--- Do this ---
Count the lines in the records below that contain the string "blue", treating uppercase and lowercase as different, and reply with only that number.

[Pointing and labeling records]
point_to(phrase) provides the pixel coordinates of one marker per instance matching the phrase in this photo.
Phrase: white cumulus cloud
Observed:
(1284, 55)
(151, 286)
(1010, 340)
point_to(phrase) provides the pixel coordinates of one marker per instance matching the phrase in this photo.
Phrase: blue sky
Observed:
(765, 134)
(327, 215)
...
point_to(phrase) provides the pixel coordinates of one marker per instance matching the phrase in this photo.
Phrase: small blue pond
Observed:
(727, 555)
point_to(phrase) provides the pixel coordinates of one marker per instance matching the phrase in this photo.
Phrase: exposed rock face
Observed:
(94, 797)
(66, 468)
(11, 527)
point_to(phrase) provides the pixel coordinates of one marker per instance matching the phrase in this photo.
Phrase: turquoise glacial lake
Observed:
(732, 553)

--- Solution ---
2